**** Exercise material ****
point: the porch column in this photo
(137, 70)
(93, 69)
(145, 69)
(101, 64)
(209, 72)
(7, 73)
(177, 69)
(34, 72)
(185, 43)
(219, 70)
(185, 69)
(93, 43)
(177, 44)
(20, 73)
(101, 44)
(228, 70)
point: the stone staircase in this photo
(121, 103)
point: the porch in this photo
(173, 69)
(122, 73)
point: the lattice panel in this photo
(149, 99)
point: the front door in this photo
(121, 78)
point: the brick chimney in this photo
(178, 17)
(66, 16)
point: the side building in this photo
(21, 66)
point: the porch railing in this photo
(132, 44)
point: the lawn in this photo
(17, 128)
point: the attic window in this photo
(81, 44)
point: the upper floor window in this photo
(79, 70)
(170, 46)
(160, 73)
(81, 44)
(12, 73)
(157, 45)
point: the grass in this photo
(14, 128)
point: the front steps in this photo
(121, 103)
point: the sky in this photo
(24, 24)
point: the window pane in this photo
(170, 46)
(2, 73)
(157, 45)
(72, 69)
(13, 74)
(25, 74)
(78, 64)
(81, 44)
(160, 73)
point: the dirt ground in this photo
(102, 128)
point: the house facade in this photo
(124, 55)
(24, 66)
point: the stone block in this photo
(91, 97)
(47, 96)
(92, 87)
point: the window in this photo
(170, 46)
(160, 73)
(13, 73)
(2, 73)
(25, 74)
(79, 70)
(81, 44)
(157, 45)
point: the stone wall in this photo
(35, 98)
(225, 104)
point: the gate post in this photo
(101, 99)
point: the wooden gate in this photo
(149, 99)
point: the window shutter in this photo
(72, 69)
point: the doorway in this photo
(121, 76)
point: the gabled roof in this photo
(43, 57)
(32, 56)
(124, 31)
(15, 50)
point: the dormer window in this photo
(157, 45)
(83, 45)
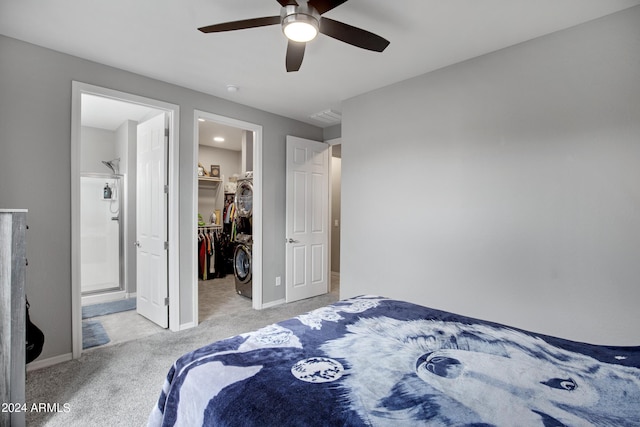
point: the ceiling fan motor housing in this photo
****
**** Exercise material ****
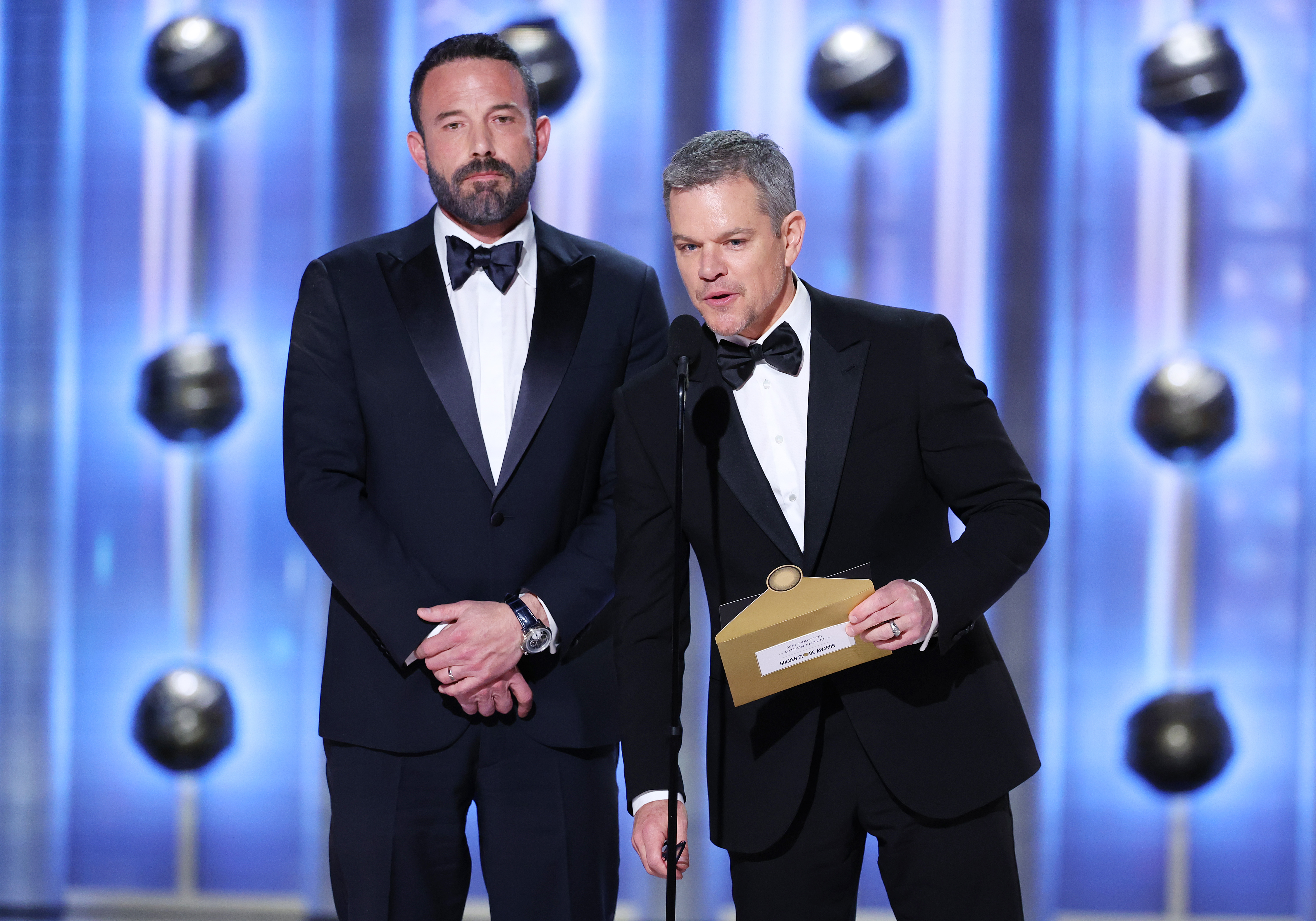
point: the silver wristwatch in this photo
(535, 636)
****
» What the task requires
Repeat, word for word, the lines of the material above from the one holding "point: the dormer window in this photo" through the one holding "point: the ceiling". Leave out pictures.

» Output for this exercise
point: the dormer window in this photo
(157, 45)
(83, 45)
point: the ceiling fan motor housing in this photo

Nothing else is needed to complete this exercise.